| What to do |
Transcribe everything in the muffin script from "SPYRO: Making the" down to "1-UP: Wikipedia. Why?", keeping every word and mark unchanged.

DRAKE: Already done! {throws a blue box to Spyro. Spyro catches it and starts reading it.}
SPYRO: {reading} The muffin! It’s a sponge, a car, and a sandwich wrapped in I forgot. {stops reading.} No. We’re not going with that.
DRAKE: Aw man. I spent hours working on the slogan.
SPYRO: Well spend another hour thinking about it again.
DRAKE: Ok. I’ll I forgot.
SPYRO: Good.
{Drake leans back out.}
SPYRO: Now, next phase.
BAD BOY: {Asking} Which is…?
SPYRO: Advertising!
{Cuts to Spyro, Hunter, Stinkoman, 1-Up, and Arielle standing in a filming studio in front of a green screen. There is a whole crew of camera men, microphone men, puppeteers, and people in clown suits in the backround.}
SPYRO: Here we are! The recording studio.
HUNTER: Yeeeah. {pause} What are we doing here again?
SPYRO: Making the commercial.
HUNTER: Oh. How did you do that in 3 seconds?
SPYRO: The power of the crystal ball. Now, {turning to 1-Up} did you write the script for this like I told you to?
1-UP: Yes I did. Here {holds up a paper.}
SPYRO: {reads it to himself for 5 seconds} Where did you write this on?
1-UP: Wikipedia. Why?
SPYRO: Because it say “Arielle the hottie walks in…” and under that it says “HAIL BURGERS” 50 times.
1-UP: {angrily} What? Who did that? It was supposed to say “HAIL BURGERS” 49 times!
SPYRO: Why? Do you know what a burger is?
1-UP: Nope.
SPYRO: Great. I made a million dollar deal with famous people. And we don’t have the script! We need to improvise!
{Cuts to Spyro sitting in a chair on the green screen.}
SPYRO: Gee. I lost my sponge, my car and worst of all, my breakfast!
{Arielle walks on-screen}
ARIELLE: Never fear! With the new Muffin-
{1-Up pops on-screen in front of the screen}
1-UP: HAIL BURGERS! HAIL BURGERS! HAIL BURGERS!
{Cuts to Spyro sitting in a chair next to Drake.}
SPYRO: Well, the box art is done, the manufacturing is done-
DRAKE: {interrupting} Which we didn’t do.
SPYRO: {continuing} and the commercial is done. Which somehow was the best comercial on TV.
DRAKE: Well, the product is being shipped out.
{Cuts to a muffin in a door way. A cruise ship crashes at full speed knocking the muffin through the door way. Then cuts back to Spyro and Drake.}
SPYRO: {wondering} I wonder if it will be a success.
DRAKE: I think that the muffins will eat anyone who tries to eat them.
SPYRO: Why would you say that?

| Information given |
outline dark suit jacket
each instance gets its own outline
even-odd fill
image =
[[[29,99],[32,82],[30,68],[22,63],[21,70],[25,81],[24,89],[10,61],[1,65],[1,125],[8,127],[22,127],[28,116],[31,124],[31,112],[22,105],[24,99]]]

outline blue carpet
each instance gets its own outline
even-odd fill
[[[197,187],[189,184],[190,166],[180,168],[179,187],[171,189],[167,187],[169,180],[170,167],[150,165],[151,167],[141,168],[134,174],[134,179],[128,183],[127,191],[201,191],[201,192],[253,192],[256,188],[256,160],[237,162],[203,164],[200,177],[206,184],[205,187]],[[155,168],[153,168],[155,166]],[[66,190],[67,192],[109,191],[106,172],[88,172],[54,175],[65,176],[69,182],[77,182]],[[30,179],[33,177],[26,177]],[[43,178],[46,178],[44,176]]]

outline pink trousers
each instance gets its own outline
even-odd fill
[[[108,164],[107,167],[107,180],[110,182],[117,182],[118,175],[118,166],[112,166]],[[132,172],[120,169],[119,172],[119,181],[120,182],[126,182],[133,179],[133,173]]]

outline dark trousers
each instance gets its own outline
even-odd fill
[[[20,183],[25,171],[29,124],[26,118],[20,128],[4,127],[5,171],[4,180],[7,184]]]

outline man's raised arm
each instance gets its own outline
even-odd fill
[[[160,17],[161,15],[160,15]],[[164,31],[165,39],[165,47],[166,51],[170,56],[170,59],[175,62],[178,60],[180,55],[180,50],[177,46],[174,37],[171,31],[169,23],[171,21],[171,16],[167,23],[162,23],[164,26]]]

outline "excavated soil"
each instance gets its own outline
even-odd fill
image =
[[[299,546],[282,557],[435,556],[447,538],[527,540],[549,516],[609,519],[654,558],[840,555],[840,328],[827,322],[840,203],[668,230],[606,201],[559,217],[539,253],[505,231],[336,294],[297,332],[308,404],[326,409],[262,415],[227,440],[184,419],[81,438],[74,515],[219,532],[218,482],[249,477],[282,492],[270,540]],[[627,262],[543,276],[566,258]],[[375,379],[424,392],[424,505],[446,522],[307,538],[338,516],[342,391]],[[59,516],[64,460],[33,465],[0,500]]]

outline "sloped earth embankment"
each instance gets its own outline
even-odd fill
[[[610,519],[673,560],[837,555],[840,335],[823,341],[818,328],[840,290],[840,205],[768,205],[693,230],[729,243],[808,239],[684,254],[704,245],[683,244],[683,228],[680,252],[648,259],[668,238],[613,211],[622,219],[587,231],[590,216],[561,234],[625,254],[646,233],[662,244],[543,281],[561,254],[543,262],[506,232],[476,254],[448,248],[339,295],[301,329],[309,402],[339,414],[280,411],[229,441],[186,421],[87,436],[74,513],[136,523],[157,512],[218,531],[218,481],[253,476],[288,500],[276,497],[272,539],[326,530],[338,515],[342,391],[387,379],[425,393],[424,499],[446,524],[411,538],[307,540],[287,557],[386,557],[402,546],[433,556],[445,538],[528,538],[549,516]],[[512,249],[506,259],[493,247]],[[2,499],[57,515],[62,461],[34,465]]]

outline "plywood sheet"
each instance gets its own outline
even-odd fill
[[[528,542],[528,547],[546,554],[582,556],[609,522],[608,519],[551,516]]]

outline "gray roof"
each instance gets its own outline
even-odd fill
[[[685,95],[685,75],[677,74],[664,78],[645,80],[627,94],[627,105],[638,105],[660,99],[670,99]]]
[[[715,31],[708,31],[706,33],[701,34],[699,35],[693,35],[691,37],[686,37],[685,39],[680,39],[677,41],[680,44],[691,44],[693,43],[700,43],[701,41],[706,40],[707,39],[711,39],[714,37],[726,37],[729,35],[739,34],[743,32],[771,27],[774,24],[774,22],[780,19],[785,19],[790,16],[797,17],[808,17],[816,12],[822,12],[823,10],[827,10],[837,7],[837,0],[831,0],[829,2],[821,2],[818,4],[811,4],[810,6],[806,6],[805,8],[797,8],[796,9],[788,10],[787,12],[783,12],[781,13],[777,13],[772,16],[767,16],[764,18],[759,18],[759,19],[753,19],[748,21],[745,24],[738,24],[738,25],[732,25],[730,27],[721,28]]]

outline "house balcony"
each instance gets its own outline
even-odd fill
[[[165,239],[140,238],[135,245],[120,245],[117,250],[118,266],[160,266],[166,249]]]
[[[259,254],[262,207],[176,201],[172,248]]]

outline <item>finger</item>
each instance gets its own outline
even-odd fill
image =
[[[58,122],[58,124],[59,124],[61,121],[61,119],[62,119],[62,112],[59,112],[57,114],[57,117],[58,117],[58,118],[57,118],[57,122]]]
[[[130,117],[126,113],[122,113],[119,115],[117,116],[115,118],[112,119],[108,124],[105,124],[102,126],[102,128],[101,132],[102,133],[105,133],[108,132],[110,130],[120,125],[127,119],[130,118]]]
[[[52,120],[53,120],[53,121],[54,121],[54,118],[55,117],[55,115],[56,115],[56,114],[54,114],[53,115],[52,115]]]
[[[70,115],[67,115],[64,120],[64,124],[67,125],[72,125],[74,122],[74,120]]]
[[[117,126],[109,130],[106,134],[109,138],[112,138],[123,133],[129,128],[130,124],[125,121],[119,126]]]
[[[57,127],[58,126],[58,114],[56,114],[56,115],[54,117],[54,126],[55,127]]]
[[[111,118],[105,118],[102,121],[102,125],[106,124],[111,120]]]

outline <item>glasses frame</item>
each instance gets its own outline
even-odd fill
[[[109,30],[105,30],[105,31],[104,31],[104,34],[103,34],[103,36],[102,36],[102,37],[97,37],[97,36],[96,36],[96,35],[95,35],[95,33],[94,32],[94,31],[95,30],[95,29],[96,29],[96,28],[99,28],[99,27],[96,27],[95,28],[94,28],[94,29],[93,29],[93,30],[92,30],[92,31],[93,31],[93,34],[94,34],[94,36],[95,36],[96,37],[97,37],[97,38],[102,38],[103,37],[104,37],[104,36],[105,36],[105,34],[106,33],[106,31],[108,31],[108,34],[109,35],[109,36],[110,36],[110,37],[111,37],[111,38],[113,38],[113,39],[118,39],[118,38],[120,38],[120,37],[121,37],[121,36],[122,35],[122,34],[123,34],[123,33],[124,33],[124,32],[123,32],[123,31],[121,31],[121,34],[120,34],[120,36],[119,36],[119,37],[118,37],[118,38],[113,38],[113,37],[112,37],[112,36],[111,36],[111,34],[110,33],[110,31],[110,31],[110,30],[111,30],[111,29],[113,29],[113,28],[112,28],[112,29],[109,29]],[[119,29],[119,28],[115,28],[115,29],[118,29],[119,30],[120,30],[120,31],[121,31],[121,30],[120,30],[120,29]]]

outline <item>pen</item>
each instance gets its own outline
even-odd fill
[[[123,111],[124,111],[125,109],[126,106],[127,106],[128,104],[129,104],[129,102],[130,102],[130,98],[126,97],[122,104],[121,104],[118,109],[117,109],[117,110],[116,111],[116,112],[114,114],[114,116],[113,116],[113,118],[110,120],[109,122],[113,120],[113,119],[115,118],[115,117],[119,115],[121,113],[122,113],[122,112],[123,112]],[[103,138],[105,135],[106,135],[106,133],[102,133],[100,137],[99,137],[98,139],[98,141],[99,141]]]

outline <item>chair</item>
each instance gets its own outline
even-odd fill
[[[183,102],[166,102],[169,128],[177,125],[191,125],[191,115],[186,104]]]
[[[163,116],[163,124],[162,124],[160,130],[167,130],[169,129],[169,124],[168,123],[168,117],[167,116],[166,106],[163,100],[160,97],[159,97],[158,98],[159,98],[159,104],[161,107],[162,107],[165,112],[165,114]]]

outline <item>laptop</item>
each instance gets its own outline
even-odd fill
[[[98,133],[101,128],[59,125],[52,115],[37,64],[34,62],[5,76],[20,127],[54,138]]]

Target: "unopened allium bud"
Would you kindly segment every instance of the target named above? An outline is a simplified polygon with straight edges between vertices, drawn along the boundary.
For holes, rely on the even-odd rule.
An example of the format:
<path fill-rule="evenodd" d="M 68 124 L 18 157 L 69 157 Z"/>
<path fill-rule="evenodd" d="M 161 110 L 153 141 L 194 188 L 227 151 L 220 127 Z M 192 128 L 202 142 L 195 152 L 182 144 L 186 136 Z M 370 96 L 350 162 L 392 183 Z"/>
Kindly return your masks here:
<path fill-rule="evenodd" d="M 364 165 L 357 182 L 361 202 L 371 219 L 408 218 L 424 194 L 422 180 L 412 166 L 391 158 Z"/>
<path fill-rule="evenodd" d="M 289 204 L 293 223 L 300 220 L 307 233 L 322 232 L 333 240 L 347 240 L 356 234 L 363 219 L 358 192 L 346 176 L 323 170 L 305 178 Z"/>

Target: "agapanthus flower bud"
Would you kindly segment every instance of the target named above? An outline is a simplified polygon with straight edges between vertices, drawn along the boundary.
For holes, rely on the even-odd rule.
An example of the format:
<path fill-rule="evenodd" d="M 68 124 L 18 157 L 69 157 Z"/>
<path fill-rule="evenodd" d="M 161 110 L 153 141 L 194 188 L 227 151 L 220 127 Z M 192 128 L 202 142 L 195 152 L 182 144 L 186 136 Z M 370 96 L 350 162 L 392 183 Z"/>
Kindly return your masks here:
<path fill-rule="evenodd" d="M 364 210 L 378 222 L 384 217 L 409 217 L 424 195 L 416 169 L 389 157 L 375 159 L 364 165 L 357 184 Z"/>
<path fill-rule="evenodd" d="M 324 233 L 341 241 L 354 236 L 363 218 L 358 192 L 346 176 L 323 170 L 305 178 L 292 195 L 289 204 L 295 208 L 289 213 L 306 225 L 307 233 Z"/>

| Output |
SPYRO: Making the commercial.
HUNTER: Oh. How did you do that in 3 seconds?
SPYRO: The power of the crystal ball. Now, {turning to 1-Up} did you write the script for this like I told you to?
1-UP: Yes I did. Here {holds up a paper.}
SPYRO: {reads it to himself for 5 seconds} Where did you write this on?
1-UP: Wikipedia. Why?